TASK INSTRUCTIONS
- 1) Arrange the rows from the start through the row that contains "[(473, 267)]" as a two-column CSV with the columns input and output. Put each row's text in input and its answer in output, each as one quoted field with line breaks replaced by spaces.
- 2) Pick up the text on the study of emotional positivity across ten languages and continue it from its last sentence.

EXTRACTED TEXT
※
When it comes to books, those in Russian and Chinese have the narrowest range of emotion, while books in English have the greatest. Even more emotionally wide-ranging than English books are Portuguese and Spanish tweets, and music lyrics in English. All these insights and more come from a big, new study of 10 diverse languages: English, French, German, Spanish, Chinese, Korean, Arabic, Indonesian, Russian and Brazilian Portuguese. In part, the researchers in charge of the project wanted to test whether human languages tend to be positive or negative. Languages are positive! they found… while finding plenty of other cool stuff, too.
How was a team of American engineers able to rate the emotions of world languages? For one thing, they used a lot of automation. The team used an algorithm to analyze different kinds of writing, including website text, books, tweets, TV subtitles and the New York Times (English only). The algorithm gave the researchers the 5,000 to 10,000 most commonly used words in each language and each body of writing. Then, the team paid native speakers to rate how positive each of those words were on a 10-point scale. Those measurements gave the research team an overall measurement of the “positivity” of different languages.
※
TASK INPUTS

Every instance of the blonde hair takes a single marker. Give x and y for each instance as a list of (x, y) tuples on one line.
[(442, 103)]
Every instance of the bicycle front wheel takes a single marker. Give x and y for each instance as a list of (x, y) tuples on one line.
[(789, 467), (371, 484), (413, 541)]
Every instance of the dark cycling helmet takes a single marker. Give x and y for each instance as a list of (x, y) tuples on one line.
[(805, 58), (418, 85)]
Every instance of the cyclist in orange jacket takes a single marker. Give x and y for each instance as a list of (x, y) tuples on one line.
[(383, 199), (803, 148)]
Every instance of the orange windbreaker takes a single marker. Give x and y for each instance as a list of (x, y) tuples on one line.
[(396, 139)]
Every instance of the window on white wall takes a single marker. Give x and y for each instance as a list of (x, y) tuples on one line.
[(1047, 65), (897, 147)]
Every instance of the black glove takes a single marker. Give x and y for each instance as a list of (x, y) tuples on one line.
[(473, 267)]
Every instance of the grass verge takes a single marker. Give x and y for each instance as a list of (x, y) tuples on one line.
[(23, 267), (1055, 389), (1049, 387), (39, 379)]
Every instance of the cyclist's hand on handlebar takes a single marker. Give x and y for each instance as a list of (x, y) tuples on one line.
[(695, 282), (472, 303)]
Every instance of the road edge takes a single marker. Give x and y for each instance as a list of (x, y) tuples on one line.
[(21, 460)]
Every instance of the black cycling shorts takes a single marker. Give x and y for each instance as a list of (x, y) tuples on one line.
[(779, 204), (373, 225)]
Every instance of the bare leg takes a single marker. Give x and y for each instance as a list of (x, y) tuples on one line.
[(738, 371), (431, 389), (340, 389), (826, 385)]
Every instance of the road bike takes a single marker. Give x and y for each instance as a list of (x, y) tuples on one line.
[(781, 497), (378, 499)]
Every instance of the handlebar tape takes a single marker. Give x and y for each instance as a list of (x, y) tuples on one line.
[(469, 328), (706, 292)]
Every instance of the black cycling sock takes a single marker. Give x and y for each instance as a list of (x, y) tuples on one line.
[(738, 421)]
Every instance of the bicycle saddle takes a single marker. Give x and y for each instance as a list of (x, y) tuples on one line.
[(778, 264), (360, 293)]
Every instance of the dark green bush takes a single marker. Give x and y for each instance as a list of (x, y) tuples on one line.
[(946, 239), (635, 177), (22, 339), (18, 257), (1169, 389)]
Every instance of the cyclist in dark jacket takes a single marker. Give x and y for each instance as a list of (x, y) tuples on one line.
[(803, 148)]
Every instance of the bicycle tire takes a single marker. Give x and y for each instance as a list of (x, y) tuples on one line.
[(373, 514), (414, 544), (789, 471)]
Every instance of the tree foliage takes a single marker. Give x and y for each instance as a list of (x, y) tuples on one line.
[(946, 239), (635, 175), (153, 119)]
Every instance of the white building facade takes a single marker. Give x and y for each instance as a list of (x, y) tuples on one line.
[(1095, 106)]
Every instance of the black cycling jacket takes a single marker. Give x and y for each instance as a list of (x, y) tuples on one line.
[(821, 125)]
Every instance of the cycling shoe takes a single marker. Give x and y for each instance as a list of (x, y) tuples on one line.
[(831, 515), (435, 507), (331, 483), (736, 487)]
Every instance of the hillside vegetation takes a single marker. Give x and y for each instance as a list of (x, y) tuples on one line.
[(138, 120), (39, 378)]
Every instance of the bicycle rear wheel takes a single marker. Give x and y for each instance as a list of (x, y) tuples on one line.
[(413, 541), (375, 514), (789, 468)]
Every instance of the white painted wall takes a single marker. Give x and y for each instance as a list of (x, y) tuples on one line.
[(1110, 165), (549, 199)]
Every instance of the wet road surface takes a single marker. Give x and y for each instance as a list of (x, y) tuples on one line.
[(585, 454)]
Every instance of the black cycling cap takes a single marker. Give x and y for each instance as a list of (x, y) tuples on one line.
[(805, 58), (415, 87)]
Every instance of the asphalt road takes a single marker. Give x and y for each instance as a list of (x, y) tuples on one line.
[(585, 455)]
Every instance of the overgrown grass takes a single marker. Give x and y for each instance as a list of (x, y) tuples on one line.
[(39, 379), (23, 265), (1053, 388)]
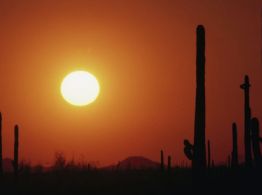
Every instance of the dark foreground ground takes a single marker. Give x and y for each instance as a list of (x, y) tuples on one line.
[(178, 181)]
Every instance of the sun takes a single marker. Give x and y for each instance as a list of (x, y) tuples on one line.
[(80, 88)]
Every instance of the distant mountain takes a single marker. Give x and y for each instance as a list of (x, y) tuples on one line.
[(134, 163)]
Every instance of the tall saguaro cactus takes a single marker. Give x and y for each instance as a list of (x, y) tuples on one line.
[(234, 156), (1, 149), (255, 142), (199, 159), (247, 141), (16, 145), (209, 155), (162, 165), (169, 163)]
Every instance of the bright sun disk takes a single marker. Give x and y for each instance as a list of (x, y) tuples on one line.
[(80, 88)]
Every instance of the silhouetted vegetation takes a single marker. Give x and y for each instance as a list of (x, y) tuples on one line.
[(162, 164), (255, 141), (245, 86), (1, 148), (130, 177), (15, 161), (235, 148), (208, 154)]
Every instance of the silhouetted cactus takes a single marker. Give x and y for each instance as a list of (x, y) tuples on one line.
[(162, 165), (255, 141), (1, 154), (208, 154), (228, 161), (199, 160), (188, 149), (15, 161), (213, 164), (197, 152), (234, 157), (169, 163), (247, 136)]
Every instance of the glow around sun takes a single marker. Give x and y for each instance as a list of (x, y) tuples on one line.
[(80, 88)]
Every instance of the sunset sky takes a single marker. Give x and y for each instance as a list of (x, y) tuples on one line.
[(143, 55)]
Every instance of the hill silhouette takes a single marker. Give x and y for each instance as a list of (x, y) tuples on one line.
[(134, 163)]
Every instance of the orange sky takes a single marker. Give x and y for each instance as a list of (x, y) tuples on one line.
[(143, 54)]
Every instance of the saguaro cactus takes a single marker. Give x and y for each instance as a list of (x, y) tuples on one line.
[(209, 155), (15, 162), (247, 141), (199, 159), (169, 163), (1, 154), (256, 141), (188, 149), (162, 165), (234, 144)]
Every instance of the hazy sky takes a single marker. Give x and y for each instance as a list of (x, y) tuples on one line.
※
ANSWERS IN ORDER
- 1)
input,output
"Every instance of the blonde hair takes a single marker. Give x and y for each instance as a list of (x, y) tuples on one line.","[(442, 103)]"
"Every instance of the bicycle front wheel takes a single marker. Give x and y for each instance as a list of (x, y) tuples on one line.","[(789, 467), (371, 484), (413, 541)]"
"Every instance of the dark cycling helmet takes a single marker. Give x and y for each instance as a list of (x, y) tuples on one line.","[(805, 58), (418, 85)]"
"Every instance of the cyclist in orange jacket takes a single marker. Give x and y for each instance as a list of (x, y) tuples on one line.","[(383, 199), (803, 148)]"
"Every instance of the orange windbreaker takes a single marker. Give x and y for each instance as a list of (x, y) tuples on one line.","[(396, 139)]"
"Every instance of the window on white wall takes a single marker. Give x and y for each instance as a list of (x, y) tuples on one line.","[(1047, 65), (897, 147)]"
"Every instance of the black glove takes a single marker. Give x and y for each instance as a list of (x, y) tuples on one line.","[(473, 267)]"

- 2)
All the languages and writings they studied skewed more positive than neutral. None skewed negative. Nevertheless, some were more positive than others. Spanish Twitter is among the cheeriest, for example, while Chinese books are the closest to neutral.
There are many more gems to find in the paper the team wrote and posted to the paper-database arXiv. There’s a whole section in which the researchers analyzed the positivity in different parts of classic novels, such as Moby Dick, Anna Karenina and The Count of Monte Cristo. The Physics arXiv Blog, which first turned us onto this cool study, has more about the book analysis. Here’s one strange thing I learned from the paper: “kkkkkkkkkkkkkkkkkkkkk” represents laughter in Brazilian Portuguese. As a word, it obviously scores high on Brazilian Portuguese speakers’ positivity scale. I found it curiouser that it was pretty frequently used on Twitter, and at that length, too. Who can afford all those characters?